#### What needs to be done
Using the records that follow, copy every line containing the word "palm".

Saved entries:
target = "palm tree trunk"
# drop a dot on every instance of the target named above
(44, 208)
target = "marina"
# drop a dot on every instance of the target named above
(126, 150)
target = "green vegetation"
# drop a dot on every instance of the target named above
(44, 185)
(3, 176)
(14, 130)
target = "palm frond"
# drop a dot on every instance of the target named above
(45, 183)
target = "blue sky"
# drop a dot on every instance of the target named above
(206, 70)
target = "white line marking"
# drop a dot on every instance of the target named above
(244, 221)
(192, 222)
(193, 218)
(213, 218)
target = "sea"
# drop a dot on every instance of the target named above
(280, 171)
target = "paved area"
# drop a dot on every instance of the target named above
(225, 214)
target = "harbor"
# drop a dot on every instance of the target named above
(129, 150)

#### Result
target = "palm tree trunk"
target = "palm frond"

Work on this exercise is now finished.